■ RETOS ■
[1] ¿Puedes transcribir del texto de origen el fragmento que va de "Con este mismo" a "peino canas."?
[2] ¿Cómo quedaría en forma de lista, con sus datos principales, el párrafo del texto de origen que comienza con "Con este mismo titular"?

■ TEXTO DE ORIGEN ■
§

Con este mismo titular
publiqué un artículo años atrás en el extinto periódico catalán
Nou Diari, del cual no guardo copia. Por aquel entonces era un
jovencísimo estudiante de filosofía que me costeaba la carrera
trabajando como periodista, fumaba ya en pipa e intentaba aprender a
tocar el violín. ¡Qué tiempos aquellos!, como se suele decir. Ya
entonces manifestarse públicamente sobre esta temática, en una
Cataluña gobernada por nacionalistas que aun no habían migrado
hacia el independentismo, resultaba no solo incómodo sino incluso
generaba miradas recelosas. Por lo que si no me arrugaba entonces,
que tanto escribía a favor de la monarquía como me mostraba
contestatario frente a Schopenhauer, menos lo voy a hacer ahora que
peino canas.

§

■ MATERIAL ■
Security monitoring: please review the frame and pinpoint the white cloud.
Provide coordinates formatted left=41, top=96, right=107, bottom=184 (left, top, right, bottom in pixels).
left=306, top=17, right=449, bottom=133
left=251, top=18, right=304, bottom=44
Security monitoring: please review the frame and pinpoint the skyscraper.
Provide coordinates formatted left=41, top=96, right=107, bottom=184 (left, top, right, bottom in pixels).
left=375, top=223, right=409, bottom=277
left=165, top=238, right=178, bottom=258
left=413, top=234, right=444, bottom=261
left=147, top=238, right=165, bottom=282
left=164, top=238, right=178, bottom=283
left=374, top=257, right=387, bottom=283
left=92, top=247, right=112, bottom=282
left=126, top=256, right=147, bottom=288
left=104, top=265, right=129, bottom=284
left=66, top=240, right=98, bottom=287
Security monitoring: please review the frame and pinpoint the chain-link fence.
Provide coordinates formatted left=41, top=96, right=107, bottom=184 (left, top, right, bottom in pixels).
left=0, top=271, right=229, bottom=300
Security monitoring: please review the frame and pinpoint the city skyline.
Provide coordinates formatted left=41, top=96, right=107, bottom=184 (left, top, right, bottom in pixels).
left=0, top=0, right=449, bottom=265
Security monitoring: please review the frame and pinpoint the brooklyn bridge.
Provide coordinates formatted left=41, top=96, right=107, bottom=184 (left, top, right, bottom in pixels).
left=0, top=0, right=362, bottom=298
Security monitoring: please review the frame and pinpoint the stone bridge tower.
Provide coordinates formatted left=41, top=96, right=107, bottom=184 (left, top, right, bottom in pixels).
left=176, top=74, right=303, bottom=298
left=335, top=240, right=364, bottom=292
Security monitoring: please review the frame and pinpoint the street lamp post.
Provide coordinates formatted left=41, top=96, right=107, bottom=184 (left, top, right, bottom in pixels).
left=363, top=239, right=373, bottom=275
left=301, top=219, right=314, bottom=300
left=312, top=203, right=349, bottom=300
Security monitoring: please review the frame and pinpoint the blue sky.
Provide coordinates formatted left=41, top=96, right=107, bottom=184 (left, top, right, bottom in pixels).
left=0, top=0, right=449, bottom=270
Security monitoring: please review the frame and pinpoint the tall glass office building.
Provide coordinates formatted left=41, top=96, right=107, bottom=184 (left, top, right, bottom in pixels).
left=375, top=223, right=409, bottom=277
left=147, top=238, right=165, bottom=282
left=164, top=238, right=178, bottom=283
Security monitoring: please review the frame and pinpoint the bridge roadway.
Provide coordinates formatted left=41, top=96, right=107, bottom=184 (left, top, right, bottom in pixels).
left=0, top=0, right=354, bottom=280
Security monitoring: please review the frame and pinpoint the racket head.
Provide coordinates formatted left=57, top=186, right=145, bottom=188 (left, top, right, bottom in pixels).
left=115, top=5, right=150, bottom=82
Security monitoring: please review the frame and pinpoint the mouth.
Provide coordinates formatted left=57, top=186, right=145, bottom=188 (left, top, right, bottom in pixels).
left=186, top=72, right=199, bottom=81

§

■ RESPUESTAS POR TAREA ■
[1]
Con este mismo titular
publiqué un artículo años atrás en el extinto periódico catalán
Nou Diari, del cual no guardo copia. Por aquel entonces era un
jovencísimo estudiante de filosofía que me costeaba la carrera
trabajando como periodista, fumaba ya en pipa e intentaba aprender a
tocar el violín. ¡Qué tiempos aquellos!, como se suele decir. Ya
entonces manifestarse públicamente sobre esta temática, en una
Cataluña gobernada por nacionalistas que aun no habían migrado
hacia el independentismo, resultaba no solo incómodo sino incluso
generaba miradas recelosas. Por lo que si no me arrugaba entonces,
que tanto escribía a favor de la monarquía como me mostraba
contestatario frente a Schopenhauer, menos lo voy a hacer ahora que
peino canas.

[2]
- Hace años publiqué un artículo con este mismo titular en Nou Diari, periódico catalán ya desaparecido, y no conservo copia.
- Por entonces estudiaba filosofía, me pagaba la carrera trabajando como periodista, fumaba en pipa e intentaba aprender a tocar el violín.
- Ya en aquella Cataluña gobernada por nacionalistas que aún no habían migrado al independentismo, pronunciarse sobre este tema resultaba incómodo y generaba miradas recelosas.
- Si entonces no me arrugaba, cuando escribía a favor de la monarquía y me mostraba contestatario frente a Schopenhauer, menos lo haré ahora que peino canas.